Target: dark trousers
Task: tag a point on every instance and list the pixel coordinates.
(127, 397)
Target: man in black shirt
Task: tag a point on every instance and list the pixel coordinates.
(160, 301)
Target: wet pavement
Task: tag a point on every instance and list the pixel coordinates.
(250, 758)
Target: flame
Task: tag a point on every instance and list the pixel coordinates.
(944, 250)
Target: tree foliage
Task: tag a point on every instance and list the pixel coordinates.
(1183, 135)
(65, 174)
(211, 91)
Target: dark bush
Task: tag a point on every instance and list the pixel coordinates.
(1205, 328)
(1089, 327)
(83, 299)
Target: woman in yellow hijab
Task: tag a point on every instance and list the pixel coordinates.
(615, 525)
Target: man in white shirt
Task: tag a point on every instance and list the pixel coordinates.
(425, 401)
——
## Exercise description
Your answer must consist of every line from the listing that holds the string "dark".

## Solution to the exercise
Target: dark trousers
Target: dark bush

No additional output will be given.